*** Selected excerpt Section Begins ***
If you were searching for a prime candidate for an Army recruiting poster, Zhu would be a good bet. She cuts an imposing, professional figure in the uniform adorned with combat and service ribbons under the medical corps insignia and silver captain’s bars.

After her graduation from the Women’s College with an M.S.O.T., Shotwell introduced Zhu the program director for a U.S. Army doctoral program in occupational therapy at Baylor University in Texas. Shotwell guided Zhu through the process of gaining experience she needed to qualify for the program and her parents in China supported her decision to lock into a program that, in exchange assistance with tuition and living expenses, would require military service in the U.S. Army.

As part of the process, Zhu completed a residency in 2009-10 at the Brooke Army Medical Center in nearby San Antonio and in 2011 she was assigned to the OT clinic at Tripler Army Medical Center in Hawaii.

In 2012 her orders came through sending her to FOB Solerno.

Underwood has always been impressed by the great strides Zhu made while at Brenau. “Given the culture and classroom environment that she grew up in, Yao Yao had to adapt a lot to the OT program at Brenau, and it grew her confidence,” the professor says. “I don’t know if she would have had the confidence [before Brenau] to pursue her desired career path.

The military, Zhu says, helped her bridge the still-huge gap that exists between the clinical and academic sides of occupational therapy.
*** Selected excerpt Section Ends ***
**Directions**
A. In the passage about Zhu, where was she assigned in 2011?
B. List every year or span of years that the passage about Zhu mentions.
C. Please return the portion of the passage about Zhu starting at "After her graduation" and ending at "Center in Hawaii.".
*** Input data Section Begins ***
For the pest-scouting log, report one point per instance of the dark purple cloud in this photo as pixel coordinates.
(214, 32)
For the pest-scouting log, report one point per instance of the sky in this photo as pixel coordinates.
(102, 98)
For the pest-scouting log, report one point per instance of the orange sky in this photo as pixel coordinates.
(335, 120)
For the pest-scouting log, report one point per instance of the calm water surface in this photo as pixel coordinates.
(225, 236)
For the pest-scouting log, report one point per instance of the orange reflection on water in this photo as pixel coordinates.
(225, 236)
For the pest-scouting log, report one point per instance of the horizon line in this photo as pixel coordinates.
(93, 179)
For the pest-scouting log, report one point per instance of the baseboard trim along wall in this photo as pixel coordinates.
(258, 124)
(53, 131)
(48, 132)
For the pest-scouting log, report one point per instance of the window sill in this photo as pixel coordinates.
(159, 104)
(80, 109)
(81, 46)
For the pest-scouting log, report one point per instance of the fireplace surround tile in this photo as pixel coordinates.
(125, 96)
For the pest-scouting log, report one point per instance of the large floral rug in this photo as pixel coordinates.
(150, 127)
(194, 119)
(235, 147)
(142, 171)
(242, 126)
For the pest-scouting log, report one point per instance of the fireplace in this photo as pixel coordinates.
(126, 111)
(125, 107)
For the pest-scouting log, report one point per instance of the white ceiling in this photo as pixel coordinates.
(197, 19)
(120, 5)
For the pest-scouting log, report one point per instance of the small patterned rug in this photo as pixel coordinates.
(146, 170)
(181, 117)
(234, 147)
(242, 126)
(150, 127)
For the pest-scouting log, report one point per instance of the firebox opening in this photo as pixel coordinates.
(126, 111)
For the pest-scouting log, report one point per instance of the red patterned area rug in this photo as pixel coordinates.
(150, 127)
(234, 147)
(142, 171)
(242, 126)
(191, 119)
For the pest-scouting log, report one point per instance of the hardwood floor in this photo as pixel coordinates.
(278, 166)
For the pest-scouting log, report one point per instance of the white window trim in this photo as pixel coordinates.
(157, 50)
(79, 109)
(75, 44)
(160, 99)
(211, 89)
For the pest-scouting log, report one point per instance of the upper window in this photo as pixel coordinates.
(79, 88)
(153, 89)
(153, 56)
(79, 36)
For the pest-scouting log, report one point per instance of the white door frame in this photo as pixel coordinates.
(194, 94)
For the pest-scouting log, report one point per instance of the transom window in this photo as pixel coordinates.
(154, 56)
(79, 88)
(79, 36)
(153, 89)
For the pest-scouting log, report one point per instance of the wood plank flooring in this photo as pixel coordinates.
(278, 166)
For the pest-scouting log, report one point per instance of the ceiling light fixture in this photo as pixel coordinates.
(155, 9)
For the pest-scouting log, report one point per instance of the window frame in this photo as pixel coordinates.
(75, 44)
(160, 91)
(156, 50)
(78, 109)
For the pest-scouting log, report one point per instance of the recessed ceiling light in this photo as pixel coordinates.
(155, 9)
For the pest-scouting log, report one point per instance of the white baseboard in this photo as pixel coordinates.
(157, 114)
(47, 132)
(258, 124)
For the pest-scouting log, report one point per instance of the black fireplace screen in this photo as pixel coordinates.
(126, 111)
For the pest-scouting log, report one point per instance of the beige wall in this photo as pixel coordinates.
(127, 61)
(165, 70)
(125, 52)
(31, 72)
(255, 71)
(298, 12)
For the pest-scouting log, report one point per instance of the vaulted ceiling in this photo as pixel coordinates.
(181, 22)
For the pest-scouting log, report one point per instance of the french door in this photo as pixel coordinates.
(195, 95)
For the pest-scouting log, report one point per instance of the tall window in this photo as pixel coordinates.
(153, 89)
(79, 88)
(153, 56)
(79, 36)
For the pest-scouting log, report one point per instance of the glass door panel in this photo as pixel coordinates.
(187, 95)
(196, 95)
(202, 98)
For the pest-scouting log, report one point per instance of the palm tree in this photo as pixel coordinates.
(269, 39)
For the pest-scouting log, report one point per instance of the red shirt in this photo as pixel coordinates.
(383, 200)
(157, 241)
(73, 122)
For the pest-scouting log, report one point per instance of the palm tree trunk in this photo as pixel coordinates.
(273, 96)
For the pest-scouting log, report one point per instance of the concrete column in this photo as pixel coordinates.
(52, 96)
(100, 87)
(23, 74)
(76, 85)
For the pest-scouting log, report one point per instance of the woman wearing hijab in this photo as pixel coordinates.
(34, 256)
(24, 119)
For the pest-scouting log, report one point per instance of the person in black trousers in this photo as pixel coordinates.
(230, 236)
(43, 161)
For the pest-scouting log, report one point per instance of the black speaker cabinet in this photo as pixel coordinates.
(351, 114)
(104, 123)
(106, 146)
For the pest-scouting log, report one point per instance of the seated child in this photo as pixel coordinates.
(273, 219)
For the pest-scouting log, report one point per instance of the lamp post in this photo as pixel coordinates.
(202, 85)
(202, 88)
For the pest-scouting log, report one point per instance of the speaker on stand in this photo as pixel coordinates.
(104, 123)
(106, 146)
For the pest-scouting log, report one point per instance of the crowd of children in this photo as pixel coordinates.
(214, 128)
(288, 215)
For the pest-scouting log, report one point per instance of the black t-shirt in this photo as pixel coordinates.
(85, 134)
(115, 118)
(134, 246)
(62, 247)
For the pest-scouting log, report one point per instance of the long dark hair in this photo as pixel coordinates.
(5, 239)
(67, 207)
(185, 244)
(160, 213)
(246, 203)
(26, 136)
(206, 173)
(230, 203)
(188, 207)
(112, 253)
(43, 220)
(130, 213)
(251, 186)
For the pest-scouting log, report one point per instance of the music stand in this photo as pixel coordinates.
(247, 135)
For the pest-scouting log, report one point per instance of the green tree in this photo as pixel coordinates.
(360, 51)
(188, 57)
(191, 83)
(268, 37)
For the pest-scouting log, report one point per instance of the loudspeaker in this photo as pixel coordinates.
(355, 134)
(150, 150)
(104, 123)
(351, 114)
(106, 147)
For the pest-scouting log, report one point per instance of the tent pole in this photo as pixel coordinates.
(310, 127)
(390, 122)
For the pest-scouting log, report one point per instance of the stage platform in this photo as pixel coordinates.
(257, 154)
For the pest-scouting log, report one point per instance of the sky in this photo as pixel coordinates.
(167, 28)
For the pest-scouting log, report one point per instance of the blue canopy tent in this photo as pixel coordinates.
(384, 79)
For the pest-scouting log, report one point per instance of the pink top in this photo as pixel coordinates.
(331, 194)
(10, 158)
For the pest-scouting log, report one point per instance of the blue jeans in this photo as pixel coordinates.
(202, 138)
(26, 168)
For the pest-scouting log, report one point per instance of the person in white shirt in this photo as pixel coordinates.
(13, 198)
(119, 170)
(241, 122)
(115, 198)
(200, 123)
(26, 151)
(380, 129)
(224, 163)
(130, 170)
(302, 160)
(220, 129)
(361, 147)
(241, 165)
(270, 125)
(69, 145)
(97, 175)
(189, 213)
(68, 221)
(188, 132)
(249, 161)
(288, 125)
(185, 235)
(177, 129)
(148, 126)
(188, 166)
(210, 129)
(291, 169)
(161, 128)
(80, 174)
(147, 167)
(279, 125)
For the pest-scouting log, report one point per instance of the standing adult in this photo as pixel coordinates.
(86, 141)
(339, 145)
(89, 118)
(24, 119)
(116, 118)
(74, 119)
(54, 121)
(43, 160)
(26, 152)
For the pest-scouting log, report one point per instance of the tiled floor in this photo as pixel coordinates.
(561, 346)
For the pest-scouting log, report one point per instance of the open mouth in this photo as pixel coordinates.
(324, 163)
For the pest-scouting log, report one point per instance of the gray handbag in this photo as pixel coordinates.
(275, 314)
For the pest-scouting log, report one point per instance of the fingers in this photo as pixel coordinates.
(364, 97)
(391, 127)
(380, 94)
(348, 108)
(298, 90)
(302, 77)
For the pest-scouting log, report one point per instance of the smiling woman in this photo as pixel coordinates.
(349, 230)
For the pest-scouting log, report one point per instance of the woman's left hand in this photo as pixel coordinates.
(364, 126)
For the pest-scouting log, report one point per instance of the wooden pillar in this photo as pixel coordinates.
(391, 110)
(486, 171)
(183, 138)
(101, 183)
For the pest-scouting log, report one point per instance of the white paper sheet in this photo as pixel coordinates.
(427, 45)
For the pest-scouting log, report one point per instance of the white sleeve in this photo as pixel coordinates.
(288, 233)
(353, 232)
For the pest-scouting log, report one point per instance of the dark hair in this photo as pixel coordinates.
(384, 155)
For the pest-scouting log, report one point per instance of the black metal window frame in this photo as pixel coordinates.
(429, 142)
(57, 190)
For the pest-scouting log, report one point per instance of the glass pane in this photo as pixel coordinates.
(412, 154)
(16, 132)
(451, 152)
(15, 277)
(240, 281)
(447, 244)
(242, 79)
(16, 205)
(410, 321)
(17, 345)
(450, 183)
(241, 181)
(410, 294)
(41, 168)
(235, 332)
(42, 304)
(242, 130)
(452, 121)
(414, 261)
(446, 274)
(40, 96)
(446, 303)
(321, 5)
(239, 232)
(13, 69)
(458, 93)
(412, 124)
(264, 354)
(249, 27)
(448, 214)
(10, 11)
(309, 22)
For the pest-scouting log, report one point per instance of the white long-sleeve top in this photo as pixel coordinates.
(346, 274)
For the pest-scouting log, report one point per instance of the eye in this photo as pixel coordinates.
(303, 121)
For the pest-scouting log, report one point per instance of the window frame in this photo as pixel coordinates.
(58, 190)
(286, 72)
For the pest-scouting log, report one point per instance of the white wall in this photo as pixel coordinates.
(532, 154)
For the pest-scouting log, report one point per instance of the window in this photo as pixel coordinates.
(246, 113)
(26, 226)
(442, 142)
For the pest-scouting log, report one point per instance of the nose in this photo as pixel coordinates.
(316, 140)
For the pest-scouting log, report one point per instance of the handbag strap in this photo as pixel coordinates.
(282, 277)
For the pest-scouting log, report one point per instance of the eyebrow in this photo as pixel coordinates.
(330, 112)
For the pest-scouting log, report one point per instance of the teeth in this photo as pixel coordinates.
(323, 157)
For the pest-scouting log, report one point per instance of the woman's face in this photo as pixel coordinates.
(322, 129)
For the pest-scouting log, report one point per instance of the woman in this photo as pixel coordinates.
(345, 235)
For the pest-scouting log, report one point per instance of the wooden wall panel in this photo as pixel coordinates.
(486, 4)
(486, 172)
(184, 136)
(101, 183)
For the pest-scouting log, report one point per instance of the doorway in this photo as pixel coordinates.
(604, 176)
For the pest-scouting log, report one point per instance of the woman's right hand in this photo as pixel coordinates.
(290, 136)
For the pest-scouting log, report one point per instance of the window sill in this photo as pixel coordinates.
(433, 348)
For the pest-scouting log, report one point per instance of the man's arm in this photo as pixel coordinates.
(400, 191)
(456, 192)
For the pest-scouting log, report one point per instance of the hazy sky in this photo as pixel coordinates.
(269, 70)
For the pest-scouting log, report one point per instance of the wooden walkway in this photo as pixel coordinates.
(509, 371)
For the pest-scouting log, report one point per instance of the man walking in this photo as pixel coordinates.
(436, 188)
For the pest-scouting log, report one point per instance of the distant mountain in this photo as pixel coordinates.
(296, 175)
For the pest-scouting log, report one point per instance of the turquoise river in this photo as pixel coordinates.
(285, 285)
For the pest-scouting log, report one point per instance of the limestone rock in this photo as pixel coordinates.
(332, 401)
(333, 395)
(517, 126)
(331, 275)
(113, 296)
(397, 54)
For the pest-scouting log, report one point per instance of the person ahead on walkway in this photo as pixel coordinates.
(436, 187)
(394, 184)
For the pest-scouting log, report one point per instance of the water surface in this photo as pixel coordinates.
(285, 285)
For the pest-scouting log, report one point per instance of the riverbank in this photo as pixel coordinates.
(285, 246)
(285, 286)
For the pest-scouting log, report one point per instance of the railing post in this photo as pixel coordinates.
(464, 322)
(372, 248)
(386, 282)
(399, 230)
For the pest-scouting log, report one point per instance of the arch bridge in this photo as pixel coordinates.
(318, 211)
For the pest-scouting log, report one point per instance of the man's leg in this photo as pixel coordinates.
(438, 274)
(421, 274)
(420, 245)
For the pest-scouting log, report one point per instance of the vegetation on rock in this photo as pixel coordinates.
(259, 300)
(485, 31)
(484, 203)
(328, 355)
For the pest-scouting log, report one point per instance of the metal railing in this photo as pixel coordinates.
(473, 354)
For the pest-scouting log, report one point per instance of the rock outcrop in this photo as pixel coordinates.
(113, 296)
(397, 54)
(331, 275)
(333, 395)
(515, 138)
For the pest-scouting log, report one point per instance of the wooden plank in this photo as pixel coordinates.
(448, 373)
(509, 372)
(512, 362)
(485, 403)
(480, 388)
*** Input data Section Ends ***
**Task-by-task answers**
A. The OT clinic at Tripler Army Medical Center in Hawaii.

B. 2009-10, 2011, 2012

C.
After her graduation from the Women’s College with an M.S.O.T., Shotwell introduced Zhu the program director for a U.S. Army doctoral program in occupational therapy at Baylor University in Texas. Shotwell guided Zhu through the process of gaining experience she needed to qualify for the program and her parents in China supported her decision to lock into a program that, in exchange assistance with tuition and living expenses, would require military service in the U.S. Army.

As part of the process, Zhu completed a residency in 2009-10 at the Brooke Army Medical Center in nearby San Antonio and in 2011 she was assigned to the OT clinic at Tripler Army Medical Center in Hawaii.